AVAILABLE DATA:
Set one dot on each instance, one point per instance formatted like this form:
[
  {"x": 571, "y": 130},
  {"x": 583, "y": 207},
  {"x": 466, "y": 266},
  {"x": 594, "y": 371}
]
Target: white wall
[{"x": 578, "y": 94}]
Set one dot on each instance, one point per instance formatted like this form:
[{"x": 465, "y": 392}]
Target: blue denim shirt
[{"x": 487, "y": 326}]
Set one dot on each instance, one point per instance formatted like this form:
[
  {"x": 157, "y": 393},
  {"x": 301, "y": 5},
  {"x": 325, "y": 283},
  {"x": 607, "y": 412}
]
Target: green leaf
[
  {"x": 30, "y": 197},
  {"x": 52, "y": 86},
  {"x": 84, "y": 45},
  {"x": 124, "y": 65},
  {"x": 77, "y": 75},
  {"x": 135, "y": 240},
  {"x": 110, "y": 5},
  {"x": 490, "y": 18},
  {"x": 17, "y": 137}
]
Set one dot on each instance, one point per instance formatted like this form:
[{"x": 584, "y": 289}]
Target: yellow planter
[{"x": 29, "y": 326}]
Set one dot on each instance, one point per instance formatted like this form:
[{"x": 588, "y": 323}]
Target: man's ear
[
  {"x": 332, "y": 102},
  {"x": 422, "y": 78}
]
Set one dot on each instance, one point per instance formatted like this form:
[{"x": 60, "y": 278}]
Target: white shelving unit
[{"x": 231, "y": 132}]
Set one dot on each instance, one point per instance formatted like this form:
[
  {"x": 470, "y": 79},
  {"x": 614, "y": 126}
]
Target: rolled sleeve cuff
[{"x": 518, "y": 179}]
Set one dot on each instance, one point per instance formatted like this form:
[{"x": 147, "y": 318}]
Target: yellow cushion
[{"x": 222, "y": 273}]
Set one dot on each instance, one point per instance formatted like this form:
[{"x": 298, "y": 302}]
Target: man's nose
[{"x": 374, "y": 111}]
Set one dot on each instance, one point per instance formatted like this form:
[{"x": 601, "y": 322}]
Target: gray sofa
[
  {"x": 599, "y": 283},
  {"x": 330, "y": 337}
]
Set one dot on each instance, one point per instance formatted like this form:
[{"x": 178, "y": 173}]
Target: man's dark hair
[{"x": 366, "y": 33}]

TASK REQUIREMENTS: Word for word, retype all of the entries above.

RESULT OF THIS TASK:
Set one dot on each instance, one point per instance formatted like this form:
[
  {"x": 571, "y": 130},
  {"x": 583, "y": 207},
  {"x": 466, "y": 266},
  {"x": 594, "y": 371}
]
Target: white wall
[{"x": 578, "y": 94}]
Set one dot on each instance, one point per instance formatted like this form:
[{"x": 465, "y": 392}]
Target: blue denim shirt
[{"x": 487, "y": 326}]
Set one dot on each instance, one point per instance formatted like this form:
[
  {"x": 157, "y": 393},
  {"x": 301, "y": 5},
  {"x": 325, "y": 283},
  {"x": 607, "y": 412}
]
Target: green leaf
[
  {"x": 30, "y": 197},
  {"x": 52, "y": 86},
  {"x": 84, "y": 45},
  {"x": 124, "y": 65},
  {"x": 77, "y": 75},
  {"x": 135, "y": 240},
  {"x": 110, "y": 5},
  {"x": 490, "y": 18},
  {"x": 17, "y": 137}
]
Set one dot on each instance, one point per instance formatted like this form:
[{"x": 584, "y": 289}]
Target: yellow planter
[{"x": 29, "y": 326}]
Set one dot on each instance, one point per instance formatted like this form:
[{"x": 588, "y": 323}]
Target: man's ear
[
  {"x": 332, "y": 102},
  {"x": 422, "y": 78}
]
Set one dot on each instance, one point per instance formatted like this form:
[{"x": 60, "y": 278}]
Target: white shelving unit
[{"x": 231, "y": 132}]
Set one dot on each instance, one point per instance formatted like this form:
[
  {"x": 470, "y": 79},
  {"x": 614, "y": 126}
]
Target: rolled sleeve cuff
[{"x": 518, "y": 179}]
Set one dot on each instance, one point per instance formatted like this form:
[{"x": 147, "y": 318}]
Target: yellow cushion
[{"x": 222, "y": 273}]
Set one dot on each instance, one point per instance formatted like this form:
[{"x": 298, "y": 302}]
Target: man's nose
[{"x": 374, "y": 111}]
Set one dot on each instance, one point per instance formatted like this form:
[{"x": 601, "y": 322}]
Target: gray sofa
[
  {"x": 599, "y": 283},
  {"x": 330, "y": 337}
]
Set one dot on each instance, one point per instance formatted like this form:
[{"x": 178, "y": 173}]
Target: man's dark hair
[{"x": 366, "y": 33}]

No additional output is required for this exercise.